▸ Exercises:
• A. Answer these questions from the court opinion on Beery, one answer per line, marked to match:
(i) How much more money did Beery receive from non-farming activities in 1975 than from farming and ranching?
(ii) Whose depositions were plaintiff's exhibits 2 and 3?
(iii) What is Beery's objection to the depositions of William C. Stein and Billy J. Deane?
• B. Please say whether each statement agrees with the court opinion on Beery, answering yes or no and quoting the words that decide it:
(i) The 1974 figures show far more net profit from farming than from the non-farming ventures.
(ii) The depositions of Beery and Patsy Owens were taken in a state receivership action.
(iii) The district court's findings and conclusions discussed Beery's deposition.
• C. Carry on the court opinion on Beery from its last sentence.

▸ Selected passage:
-----

Based on gross revenues or receivables, we cannot say the trial court's finding that Beery did not meet the test of being a farmer under § 1(17) was clearly erroneous. There is evidence that Beery received over twice as much money in non-farming activities in 1974 and over 20 times as much in 1975 as he did from farming and ranching operations. On appeal Beery asserts that the profit margin for Brownville Grain was expected to be small, and that we should not be swayed by the large cash flow. The expected profit margin would certainly be a relevant factor, but no evidence was introduced to support Beery's assertion. Thus we cannot consider it here.
The net income figures are not helpful in determining the activity from which Beery attempted to make his principal income. The 1975 figures are very speculative and at most show that Beery suffered huge losses in his Brownville Grain and commodities dealings. The 1974 numbers show a relatively equal net profit in the farming and non-farming ventures. There is not a long period of time where consistent profit or loss is made in one area,14 nor is the information otherwise persuasive. Thus the trial court did not err in relying on gross revenues or receipts and in not considering net income in determining whether Beery was a farmer.
As noted, Beery would also have us consider the amount of money and time he invested in the various ventures. These factors, however, are generally not used in this determination, and are used only in close cases where the income and revenue factors do not lead to a conclusion. 1 Collier on Bankruptcy 623 (14th ed.). This is not the case here. Gross revenues or receipts sufficiently support the finding that Beery was not a farmer. Thus the district court's finding is not clearly erroneous.
Beery further argues that the district court improperly admitted several items of evidence during the 1977 hearing.
* First, Beery says that plaintiff's exhibits 2 and 3, depositions of Beery and of Patsy Owens (see Volumes IX and X), should not have been admitted because they were unsigned and unverified. (Brief of Appellant at 27). These depositions were taken in a state receivership action instituted against Beery by several of his creditors. Neither of the depositions was signed by the deponent nor certified by the court reporter. These appear to be defects under the Kansas and Federal Rules.15
We find that any error in admission of the depositions was harmless. We have examined Beery's deposition and can find no testimony contained therein relevant to the issues of the September 1977 hearing that was not introduced as evidence in another form during the September 1977 hearing. Moreover the district court made extensive findings and conclusions in which he discussed the evidence relied on, making no mention of either deposition. We are satisfied the admission of the depositions was harmless error, if any error occurred.
Further objection is made to the depositions of Mr. William C. Stein and Mr. Billy J. Deane. Beery objects that he did not have proper notice of the taking of the depositions, and this point would appear well taken.
Again, however, we find that any error was harmless. The court never indicated a ruling on the admission of the depositions after objections were made and no reference was made to the deposition evidence in the court's findings and conclusions. Thus any error on the matter was harmless.
Beery claims that the district court erred in admitting the testimony of two certified public accountants and in admitting plaintiff's exhibit 30, which summarized the accountants' testimony.

-----

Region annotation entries

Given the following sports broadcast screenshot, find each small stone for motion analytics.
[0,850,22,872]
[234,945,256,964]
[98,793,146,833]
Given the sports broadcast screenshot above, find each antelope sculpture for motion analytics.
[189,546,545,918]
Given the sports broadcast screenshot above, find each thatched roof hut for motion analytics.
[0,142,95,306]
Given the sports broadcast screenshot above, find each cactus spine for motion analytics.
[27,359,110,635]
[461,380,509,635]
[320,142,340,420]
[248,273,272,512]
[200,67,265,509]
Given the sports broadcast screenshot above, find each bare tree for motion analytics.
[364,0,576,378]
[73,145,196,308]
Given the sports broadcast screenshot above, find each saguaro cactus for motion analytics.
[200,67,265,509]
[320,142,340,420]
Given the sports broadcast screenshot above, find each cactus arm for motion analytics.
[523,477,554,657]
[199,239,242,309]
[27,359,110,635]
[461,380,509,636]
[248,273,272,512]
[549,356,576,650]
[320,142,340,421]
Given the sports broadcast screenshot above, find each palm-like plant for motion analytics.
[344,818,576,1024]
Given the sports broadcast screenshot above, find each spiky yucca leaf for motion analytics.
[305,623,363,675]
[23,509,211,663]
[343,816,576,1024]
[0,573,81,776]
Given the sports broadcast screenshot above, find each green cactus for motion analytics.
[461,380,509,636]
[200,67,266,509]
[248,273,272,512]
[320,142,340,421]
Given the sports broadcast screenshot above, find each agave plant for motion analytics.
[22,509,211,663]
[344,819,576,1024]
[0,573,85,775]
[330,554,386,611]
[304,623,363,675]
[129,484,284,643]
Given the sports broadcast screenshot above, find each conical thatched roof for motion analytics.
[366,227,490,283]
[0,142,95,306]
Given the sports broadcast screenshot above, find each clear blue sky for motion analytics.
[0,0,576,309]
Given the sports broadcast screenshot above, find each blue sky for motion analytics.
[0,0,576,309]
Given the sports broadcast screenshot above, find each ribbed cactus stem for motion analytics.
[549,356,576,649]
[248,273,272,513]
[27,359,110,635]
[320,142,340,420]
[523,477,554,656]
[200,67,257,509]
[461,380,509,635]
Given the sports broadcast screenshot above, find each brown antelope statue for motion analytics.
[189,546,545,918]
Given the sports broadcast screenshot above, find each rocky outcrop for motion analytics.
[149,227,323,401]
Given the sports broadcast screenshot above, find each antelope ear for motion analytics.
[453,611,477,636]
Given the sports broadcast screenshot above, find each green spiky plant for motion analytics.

-----

▸ In response:
• A.
(i) Over 20 times as much.
(ii) Beery's and Patsy Owens's.
(iii) He did not have proper notice of the taking of the depositions.

• B.
(i) No: "The 1974 numbers show a relatively equal net profit in the farming and non-farming ventures."
(ii) Yes: "These depositions were taken in a state receivership action instituted against Beery by several of his creditors."
(iii) No: "making no mention of either deposition."

• C.
Beery argues that the accountants gave perjured testimony, which should not have been admitted. He points to several internal inconsistencies in the accountants' testimony and to inconsistencies between their testimony and that of other witnesses. He also argues that this evidence was incomplete and inconclusive, that the accountants admitted that they had made educated guesses, that there was no way to allocate income and expenses to the Brownville Grain Co., and that exhibit 30 was an incomplete preliminary interim report which was unaudited and not certified. (Brief of Appellant at 31-32). All these arguments, however, go to the weight of the evidence, not to its admissibility. We see no error.
Beery also argues that this evidence was inadmissible because it was speculative. (Brief of Appellant at 32). We feel the certified public accountants were experts, and such witnesses qualified by their knowledge, skill, experience, training or education may testify in the form of opinion or otherwise. Fed.Rules Evid.Rule 702. We conclude that the evidence came within the rule and that no error in the ruling is shown.
Beery claims that the district court erred in compelling him to testify over his Fifth Amendment objections without the grant of immunity that goes with such compulsion. We view this as two alternative arguments. First, he says the court erred in compelling him to testify. Alternatively, if the court could order Beery to testify, he argues that the court erred because he was compelled to testify without a protective order that the compelled testimony not be used against him in the future. Beery relies on § 7(a) (10) of the Bankruptcy Act, 11 U.S.C. § 25(a) (10) (1976). (Brief of Appellant at 28-30). This statute provides in part:
§ 25. Duties of bankrupts
(a) The bankrupt shall ...
... (10) at the first meeting of his creditors, at the hearing upon objections, if any, to his discharge and at such other times as the court shall order, submit to an examination concerning the conducting of his business, the cause of his bankruptcy, his dealings with his creditors and other persons, the amount, kind, and whereabouts of his property, and, in addition, all matters which may affect the administration and settlement of his estate or the granting of his discharge; but no testimony, or any evidence which is directly or indirectly derived from such testimony, given by him shall be offered in evidence against him in any criminal proceeding, except such testimony as may be given by him in the hearing upon objections to his discharge .... (Emphasis added).
For reasons that follow, we feel that this statute is of controlling importance on this issue. We must decide whether Beery came within the protection of the statute because he was ordered to submit to an examination on matters which may affect "the administration and settlement of his estate," etc., so that he was afforded the statutory immunity against use of his testimony and evidence derived from it. And if he obtained the statute's immunity, we must decide whether this avoided any infringement of his Fifth Amendment rights.
Beery claimed a constitutional right not to answer questions twice during the September 1977 hearing, which concerned the farmer issue. Beery was in attendance at the hearing; the record does not show whether he was under a subpoena. The trustee called him to the stand. Beery gave no response when asked his name. The district judge stated (VIII R. 24):
THE COURT: Yes, Mr. Beery, I would suggest that it is necessary that you answer the questions. I'll direct you to do so. (Emphasis added).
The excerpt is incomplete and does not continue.